■ PROBLEM TO WORK ON ■
Rewrite the records from the line with "Find the murky" to the line with "pixel 367 352", changing "drop a point" to "place a marker" and leaving everything else unchanged.

Stored items from a collection:

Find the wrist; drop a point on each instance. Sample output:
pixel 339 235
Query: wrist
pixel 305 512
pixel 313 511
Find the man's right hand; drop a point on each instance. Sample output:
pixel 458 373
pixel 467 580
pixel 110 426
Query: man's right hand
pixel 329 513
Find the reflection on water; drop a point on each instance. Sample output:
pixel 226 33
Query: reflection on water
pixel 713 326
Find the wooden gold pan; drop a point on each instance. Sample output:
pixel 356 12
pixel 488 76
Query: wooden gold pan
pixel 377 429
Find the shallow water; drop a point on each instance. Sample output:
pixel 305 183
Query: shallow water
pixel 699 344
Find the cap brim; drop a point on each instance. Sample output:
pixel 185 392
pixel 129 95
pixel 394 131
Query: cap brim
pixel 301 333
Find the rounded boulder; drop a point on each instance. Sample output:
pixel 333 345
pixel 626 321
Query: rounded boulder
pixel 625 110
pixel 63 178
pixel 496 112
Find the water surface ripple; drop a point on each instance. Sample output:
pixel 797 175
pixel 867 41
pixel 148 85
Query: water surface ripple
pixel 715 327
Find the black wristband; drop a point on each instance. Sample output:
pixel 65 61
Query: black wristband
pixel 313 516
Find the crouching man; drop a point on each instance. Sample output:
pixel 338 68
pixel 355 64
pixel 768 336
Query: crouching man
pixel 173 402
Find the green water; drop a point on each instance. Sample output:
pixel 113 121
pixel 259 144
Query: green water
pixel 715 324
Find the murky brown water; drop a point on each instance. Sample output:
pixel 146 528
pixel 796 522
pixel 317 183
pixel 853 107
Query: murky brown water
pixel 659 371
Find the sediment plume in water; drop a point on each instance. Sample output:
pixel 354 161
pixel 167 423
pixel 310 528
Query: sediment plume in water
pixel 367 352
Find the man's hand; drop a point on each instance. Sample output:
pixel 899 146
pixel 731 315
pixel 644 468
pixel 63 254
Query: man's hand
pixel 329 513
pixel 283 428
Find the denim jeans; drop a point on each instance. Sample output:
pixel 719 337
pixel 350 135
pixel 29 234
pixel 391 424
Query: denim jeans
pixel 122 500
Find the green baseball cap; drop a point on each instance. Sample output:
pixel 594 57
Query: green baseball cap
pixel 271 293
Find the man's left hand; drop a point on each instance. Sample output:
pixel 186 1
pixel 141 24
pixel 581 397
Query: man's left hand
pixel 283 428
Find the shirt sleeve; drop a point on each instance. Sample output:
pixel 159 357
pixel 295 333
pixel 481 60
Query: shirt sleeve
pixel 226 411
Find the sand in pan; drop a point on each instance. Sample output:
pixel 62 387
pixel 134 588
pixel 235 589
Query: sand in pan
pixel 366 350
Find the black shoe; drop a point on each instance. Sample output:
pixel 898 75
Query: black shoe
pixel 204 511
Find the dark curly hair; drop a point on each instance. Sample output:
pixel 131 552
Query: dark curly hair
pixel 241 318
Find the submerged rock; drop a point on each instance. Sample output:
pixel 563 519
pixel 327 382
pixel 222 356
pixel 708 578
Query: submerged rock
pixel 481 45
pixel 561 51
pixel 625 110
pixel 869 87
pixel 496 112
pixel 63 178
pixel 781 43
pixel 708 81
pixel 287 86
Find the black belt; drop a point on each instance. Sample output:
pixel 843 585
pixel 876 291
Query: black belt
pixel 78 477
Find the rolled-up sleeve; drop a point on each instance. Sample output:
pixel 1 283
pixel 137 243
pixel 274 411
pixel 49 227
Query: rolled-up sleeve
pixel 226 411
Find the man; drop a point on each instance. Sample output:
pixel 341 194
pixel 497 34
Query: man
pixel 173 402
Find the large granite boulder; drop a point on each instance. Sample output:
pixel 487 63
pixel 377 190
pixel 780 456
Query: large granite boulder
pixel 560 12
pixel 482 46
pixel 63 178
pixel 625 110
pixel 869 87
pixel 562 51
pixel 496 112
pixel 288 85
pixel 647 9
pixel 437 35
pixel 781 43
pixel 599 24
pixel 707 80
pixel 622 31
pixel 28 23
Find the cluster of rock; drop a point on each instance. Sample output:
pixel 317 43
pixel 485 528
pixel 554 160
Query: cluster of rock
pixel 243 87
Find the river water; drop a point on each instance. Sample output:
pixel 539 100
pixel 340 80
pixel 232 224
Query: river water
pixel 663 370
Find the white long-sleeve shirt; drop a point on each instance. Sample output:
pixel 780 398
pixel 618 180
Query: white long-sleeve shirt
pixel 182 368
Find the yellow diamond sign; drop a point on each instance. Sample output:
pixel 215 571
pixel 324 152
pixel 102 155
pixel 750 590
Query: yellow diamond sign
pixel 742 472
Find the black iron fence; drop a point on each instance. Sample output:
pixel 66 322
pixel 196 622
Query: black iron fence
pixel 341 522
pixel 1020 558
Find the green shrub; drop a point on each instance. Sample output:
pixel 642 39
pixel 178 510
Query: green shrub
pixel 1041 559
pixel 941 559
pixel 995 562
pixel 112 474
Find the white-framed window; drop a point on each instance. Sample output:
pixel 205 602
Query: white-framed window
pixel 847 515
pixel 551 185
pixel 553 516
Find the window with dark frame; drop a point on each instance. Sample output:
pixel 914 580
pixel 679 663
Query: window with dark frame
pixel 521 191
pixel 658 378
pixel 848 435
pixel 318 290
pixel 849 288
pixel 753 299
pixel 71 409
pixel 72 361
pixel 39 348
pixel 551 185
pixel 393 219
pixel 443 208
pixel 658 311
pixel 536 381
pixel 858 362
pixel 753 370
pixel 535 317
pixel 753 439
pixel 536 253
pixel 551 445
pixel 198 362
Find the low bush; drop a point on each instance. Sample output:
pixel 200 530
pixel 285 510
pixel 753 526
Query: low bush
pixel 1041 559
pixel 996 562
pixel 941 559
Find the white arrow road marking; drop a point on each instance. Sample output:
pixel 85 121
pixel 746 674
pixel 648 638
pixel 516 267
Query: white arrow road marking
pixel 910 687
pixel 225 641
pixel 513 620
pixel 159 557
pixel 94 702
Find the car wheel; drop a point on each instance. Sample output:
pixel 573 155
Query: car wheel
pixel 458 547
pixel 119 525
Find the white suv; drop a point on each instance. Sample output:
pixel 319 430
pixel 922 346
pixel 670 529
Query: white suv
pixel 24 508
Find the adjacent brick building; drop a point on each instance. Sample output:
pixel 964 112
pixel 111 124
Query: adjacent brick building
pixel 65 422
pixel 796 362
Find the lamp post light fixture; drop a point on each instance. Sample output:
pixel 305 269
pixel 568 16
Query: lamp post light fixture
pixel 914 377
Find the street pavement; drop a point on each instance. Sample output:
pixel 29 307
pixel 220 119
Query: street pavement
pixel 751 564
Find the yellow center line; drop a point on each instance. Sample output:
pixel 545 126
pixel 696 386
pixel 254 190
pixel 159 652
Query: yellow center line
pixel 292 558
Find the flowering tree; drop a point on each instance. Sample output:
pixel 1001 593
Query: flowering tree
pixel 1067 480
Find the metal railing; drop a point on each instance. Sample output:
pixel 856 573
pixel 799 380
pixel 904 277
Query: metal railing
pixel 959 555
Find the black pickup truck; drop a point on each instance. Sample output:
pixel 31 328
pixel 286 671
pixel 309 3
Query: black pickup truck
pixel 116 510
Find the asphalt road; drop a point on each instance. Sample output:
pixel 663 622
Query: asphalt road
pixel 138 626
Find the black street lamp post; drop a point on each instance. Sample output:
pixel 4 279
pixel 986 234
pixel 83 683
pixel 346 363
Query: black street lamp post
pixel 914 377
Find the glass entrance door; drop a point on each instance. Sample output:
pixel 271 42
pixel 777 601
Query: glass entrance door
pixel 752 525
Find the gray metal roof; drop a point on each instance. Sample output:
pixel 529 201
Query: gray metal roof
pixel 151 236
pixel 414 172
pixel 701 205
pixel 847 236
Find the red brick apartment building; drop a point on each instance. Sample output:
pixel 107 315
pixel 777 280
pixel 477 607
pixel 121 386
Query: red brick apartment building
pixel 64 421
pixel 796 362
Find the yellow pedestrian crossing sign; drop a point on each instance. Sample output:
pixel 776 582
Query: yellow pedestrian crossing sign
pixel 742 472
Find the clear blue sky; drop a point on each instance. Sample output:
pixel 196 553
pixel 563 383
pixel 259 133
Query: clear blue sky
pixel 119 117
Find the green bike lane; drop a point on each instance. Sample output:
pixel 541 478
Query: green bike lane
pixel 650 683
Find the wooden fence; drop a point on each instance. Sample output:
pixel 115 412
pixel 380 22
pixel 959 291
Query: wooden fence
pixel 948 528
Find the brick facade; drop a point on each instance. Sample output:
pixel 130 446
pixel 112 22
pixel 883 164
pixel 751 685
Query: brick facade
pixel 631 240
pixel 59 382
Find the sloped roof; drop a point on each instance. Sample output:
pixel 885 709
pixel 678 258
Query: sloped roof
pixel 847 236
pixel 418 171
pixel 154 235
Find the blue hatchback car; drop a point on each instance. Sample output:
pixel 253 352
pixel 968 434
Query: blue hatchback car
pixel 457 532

■ RIGHT ANSWER ■
Find the murky brown water; place a marker on each instance. Sample output:
pixel 146 528
pixel 796 522
pixel 317 183
pixel 853 107
Query: murky brown water
pixel 659 371
Find the sediment plume in water; place a marker on each instance. Sample output:
pixel 354 161
pixel 167 423
pixel 310 528
Query: sediment plume in water
pixel 367 352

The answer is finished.